Relative || Entropy

Why is it Useful?

When faced with a clustering problem, the knee-jerk reaction is to go for a simple algorithm like K-means. There is a startling problem with such techniques however; K-means clustering -and its close relatives- are only effective on data which is compactly clustered, and separable by convex boundaries. What happens when our data is connected?

Fig 1. An example of data that's easy to cluster (left) and more difficult to cluster (right)

You can see from the above image that K-means would be successful in clustering the data on the left, but is going to have a tough time trying to cluster the data on the right. There is no convex boundary that can separate this data, so what do we do? Turn to spectral clustering of course!

Graphs

Any set of data can be represented as a graph (or network), where each data point is represented by a node (or vertex), and certain nodes are connected via an edge.

Fig 2. A simple example of a graph

A graph \(G = (V,E)\) with vertex set \(V = {v_{1},v_{2},...,v_{n}}\) can be either weighted or unweighted. If our graph is weighted, then we must choose a system to define the weights of the edges between pairs of vertices. The obvious choice here is that our weighted edges should represent some measure of similarity between two data points. When two data points are very similar to each other, they should have a very strongly weighted edge between them. When two data points are very dissimilar, then they should have a a very weak edge between them, or none at all. If we do this then we can then represent our graph with a weighted affinity (or adjacency) matrix \(W = (w_{ij})_{i,j=1,...,n}\).

* Task 1
In the rows, take the stretch from the first line through the line containing "[(307, 147), (577, 186), (203, 137), (514, 144), (68, 148)]" and swap "dot" for "point" everywhere in it, leaving everything else the same.
The page above and the rows that follow have nothing to do with each other.

* Input
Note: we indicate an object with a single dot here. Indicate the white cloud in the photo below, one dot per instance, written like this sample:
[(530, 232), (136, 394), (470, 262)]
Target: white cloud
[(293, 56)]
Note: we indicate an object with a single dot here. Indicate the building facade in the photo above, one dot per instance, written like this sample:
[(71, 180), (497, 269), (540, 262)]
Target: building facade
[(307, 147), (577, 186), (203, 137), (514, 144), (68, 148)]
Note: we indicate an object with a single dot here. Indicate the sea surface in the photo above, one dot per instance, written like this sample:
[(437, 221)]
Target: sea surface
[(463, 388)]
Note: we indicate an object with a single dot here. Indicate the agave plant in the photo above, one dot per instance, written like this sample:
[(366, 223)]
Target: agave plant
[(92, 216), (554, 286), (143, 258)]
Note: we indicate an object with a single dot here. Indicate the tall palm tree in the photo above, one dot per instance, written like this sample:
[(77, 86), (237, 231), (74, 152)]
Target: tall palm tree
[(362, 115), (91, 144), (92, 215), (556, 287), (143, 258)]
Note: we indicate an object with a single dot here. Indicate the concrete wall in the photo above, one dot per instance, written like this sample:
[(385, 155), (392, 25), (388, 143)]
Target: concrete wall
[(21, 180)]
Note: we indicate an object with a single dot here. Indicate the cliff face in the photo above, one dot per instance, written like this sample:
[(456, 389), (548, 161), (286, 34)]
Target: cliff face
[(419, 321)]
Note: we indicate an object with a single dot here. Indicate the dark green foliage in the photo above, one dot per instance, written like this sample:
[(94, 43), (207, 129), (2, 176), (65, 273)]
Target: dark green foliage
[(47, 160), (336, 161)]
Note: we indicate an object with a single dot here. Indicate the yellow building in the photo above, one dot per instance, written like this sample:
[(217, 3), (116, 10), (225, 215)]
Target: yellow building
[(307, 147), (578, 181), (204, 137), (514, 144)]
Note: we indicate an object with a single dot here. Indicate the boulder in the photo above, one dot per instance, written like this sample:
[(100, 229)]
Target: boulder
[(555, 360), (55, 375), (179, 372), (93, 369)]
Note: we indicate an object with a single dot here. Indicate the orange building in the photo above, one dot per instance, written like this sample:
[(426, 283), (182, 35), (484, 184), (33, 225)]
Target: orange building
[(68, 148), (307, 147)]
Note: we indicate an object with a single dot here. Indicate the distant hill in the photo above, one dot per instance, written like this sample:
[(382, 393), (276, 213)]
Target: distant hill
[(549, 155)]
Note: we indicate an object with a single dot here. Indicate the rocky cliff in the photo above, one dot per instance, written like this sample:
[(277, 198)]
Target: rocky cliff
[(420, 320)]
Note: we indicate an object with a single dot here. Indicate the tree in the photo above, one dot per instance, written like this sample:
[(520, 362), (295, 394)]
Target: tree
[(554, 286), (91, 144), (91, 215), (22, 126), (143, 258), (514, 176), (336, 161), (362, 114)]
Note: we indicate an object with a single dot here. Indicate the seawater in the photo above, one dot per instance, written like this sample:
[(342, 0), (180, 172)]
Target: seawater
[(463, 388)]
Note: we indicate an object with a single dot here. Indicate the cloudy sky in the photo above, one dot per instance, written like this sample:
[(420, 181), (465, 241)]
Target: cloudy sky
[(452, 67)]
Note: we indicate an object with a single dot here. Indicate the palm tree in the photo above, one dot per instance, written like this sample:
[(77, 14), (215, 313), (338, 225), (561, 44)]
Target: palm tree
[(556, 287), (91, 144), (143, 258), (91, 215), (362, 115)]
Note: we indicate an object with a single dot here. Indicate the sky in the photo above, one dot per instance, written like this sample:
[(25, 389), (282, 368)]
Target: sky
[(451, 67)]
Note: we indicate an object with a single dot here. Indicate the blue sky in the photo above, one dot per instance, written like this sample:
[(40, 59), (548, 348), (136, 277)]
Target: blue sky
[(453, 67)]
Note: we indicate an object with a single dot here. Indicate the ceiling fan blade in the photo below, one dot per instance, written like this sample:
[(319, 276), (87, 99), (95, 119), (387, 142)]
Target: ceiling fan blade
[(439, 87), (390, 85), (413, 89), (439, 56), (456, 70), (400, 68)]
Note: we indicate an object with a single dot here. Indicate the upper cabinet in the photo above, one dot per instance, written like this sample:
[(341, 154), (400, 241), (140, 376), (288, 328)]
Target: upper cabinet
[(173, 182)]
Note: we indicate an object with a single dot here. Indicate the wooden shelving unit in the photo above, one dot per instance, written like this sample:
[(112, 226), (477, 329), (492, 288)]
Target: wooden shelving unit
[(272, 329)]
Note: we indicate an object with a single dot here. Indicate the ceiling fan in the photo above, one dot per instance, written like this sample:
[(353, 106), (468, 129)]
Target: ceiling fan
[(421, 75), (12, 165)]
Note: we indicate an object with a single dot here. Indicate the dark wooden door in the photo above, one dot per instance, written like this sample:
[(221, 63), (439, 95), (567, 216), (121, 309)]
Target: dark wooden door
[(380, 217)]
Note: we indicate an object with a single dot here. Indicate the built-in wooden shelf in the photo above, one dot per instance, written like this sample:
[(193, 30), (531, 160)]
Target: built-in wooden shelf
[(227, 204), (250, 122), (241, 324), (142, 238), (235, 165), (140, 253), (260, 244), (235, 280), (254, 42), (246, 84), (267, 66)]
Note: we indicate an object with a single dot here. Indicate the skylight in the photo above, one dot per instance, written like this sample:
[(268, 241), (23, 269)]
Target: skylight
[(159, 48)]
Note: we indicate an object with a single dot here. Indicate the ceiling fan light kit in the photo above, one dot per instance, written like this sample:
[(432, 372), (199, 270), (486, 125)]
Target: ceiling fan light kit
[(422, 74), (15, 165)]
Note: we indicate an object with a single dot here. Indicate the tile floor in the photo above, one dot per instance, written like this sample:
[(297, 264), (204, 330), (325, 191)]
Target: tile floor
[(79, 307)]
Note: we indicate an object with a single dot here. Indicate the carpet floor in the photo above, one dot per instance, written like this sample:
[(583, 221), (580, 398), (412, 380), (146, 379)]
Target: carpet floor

* Task 2
Copy the stretch of the spectral clustering page from "When faced with" through "via an edge." word for word.

* Correct answer 1
Note: we indicate an object with a single point here. Indicate the white cloud in the photo below, one point per instance, written like this sample:
[(530, 232), (136, 394), (470, 262)]
Target: white cloud
[(293, 56)]
Note: we indicate an object with a single point here. Indicate the building facade in the photo above, one point per instance, written like this sample:
[(71, 180), (497, 269), (540, 262)]
Target: building facade
[(307, 147), (577, 186), (203, 137), (514, 144), (68, 148)]

* Correct answer 2
When faced with a clustering problem, the knee-jerk reaction is to go for a simple algorithm like K-means. There is a startling problem with such techniques however; K-means clustering -and its close relatives- are only effective on data which is compactly clustered, and separable by convex boundaries. What happens when our data is connected?

Fig 1. An example of data that's easy to cluster (left) and more difficult to cluster (right)

You can see from the above image that K-means would be successful in clustering the data on the left, but is going to have a tough time trying to cluster the data on the right. There is no convex boundary that can separate this data, so what do we do? Turn to spectral clustering of course!

Graphs

Any set of data can be represented as a graph (or network), where each data point is represented by a node (or vertex), and certain nodes are connected via an edge.